AIM OF THE EXERCISE: Arrange every line of the material below as a Markdown table with the columns Row and Line, numbering each row and skipping blank lines.

^^^^^^^^^^^^^^^^

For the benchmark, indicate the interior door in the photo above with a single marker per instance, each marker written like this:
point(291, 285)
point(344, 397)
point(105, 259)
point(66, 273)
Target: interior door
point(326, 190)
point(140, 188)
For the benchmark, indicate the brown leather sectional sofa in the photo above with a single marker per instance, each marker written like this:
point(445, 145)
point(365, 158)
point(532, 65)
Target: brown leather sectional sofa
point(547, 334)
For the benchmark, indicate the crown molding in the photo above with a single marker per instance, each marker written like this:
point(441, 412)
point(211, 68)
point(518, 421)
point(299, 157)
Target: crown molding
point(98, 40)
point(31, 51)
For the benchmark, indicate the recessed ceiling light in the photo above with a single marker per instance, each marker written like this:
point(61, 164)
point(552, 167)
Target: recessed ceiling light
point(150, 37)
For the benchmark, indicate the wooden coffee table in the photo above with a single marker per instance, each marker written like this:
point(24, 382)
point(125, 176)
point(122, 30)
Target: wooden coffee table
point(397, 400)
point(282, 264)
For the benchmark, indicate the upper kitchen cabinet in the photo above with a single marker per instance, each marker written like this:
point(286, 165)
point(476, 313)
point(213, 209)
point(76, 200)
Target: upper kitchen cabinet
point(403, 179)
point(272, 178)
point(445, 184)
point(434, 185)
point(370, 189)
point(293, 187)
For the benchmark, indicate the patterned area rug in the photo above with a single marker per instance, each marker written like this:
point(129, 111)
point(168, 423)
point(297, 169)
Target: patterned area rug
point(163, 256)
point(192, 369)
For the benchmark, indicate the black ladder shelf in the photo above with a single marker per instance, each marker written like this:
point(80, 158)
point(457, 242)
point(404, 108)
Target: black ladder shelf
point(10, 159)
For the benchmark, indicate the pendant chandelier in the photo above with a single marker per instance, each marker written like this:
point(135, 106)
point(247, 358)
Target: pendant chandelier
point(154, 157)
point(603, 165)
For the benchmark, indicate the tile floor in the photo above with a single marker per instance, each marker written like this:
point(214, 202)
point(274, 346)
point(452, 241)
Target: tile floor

^^^^^^^^^^^^^^^^

ANSWER TO THIS PROBLEM:
| Row | Line |
|---|---|
| 1 | For the benchmark, indicate the interior door in the photo above with a single marker per instance, each marker written like this: |
| 2 | point(291, 285) |
| 3 | point(344, 397) |
| 4 | point(105, 259) |
| 5 | point(66, 273) |
| 6 | Target: interior door |
| 7 | point(326, 190) |
| 8 | point(140, 188) |
| 9 | For the benchmark, indicate the brown leather sectional sofa in the photo above with a single marker per instance, each marker written like this: |
| 10 | point(445, 145) |
| 11 | point(365, 158) |
| 12 | point(532, 65) |
| 13 | Target: brown leather sectional sofa |
| 14 | point(547, 334) |
| 15 | For the benchmark, indicate the crown molding in the photo above with a single marker per instance, each marker written like this: |
| 16 | point(441, 412) |
| 17 | point(211, 68) |
| 18 | point(518, 421) |
| 19 | point(299, 157) |
| 20 | Target: crown molding |
| 21 | point(98, 40) |
| 22 | point(31, 51) |
| 23 | For the benchmark, indicate the recessed ceiling light in the photo above with a single marker per instance, each marker written like this: |
| 24 | point(61, 164) |
| 25 | point(552, 167) |
| 26 | Target: recessed ceiling light |
| 27 | point(150, 37) |
| 28 | For the benchmark, indicate the wooden coffee table in the photo above with a single marker per instance, each marker written like this: |
| 29 | point(24, 382) |
| 30 | point(125, 176) |
| 31 | point(122, 30) |
| 32 | Target: wooden coffee table |
| 33 | point(397, 400) |
| 34 | point(282, 264) |
| 35 | For the benchmark, indicate the upper kitchen cabinet in the photo above with a single marker per instance, each marker written like this: |
| 36 | point(286, 165) |
| 37 | point(476, 313) |
| 38 | point(213, 209) |
| 39 | point(76, 200) |
| 40 | Target: upper kitchen cabinet |
| 41 | point(403, 179) |
| 42 | point(272, 178) |
| 43 | point(445, 184) |
| 44 | point(434, 185) |
| 45 | point(370, 189) |
| 46 | point(293, 187) |
| 47 | For the benchmark, indicate the patterned area rug in the photo above with a single marker per instance, each marker written like this: |
| 48 | point(129, 111) |
| 49 | point(168, 423) |
| 50 | point(297, 169) |
| 51 | Target: patterned area rug |
| 52 | point(163, 256) |
| 53 | point(192, 369) |
| 54 | For the benchmark, indicate the black ladder shelf in the photo above with a single marker per instance, each marker written like this: |
| 55 | point(80, 158) |
| 56 | point(457, 242) |
| 57 | point(404, 108) |
| 58 | Target: black ladder shelf |
| 59 | point(10, 159) |
| 60 | For the benchmark, indicate the pendant chandelier in the photo above with a single marker per instance, each marker written like this: |
| 61 | point(135, 106) |
| 62 | point(247, 358) |
| 63 | Target: pendant chandelier |
| 64 | point(154, 157) |
| 65 | point(603, 165) |
| 66 | For the benchmark, indicate the tile floor in the photo above with a single marker per instance, each marker written like this: |
| 67 | point(214, 202) |
| 68 | point(274, 346) |
| 69 | point(452, 241) |
| 70 | Target: tile floor |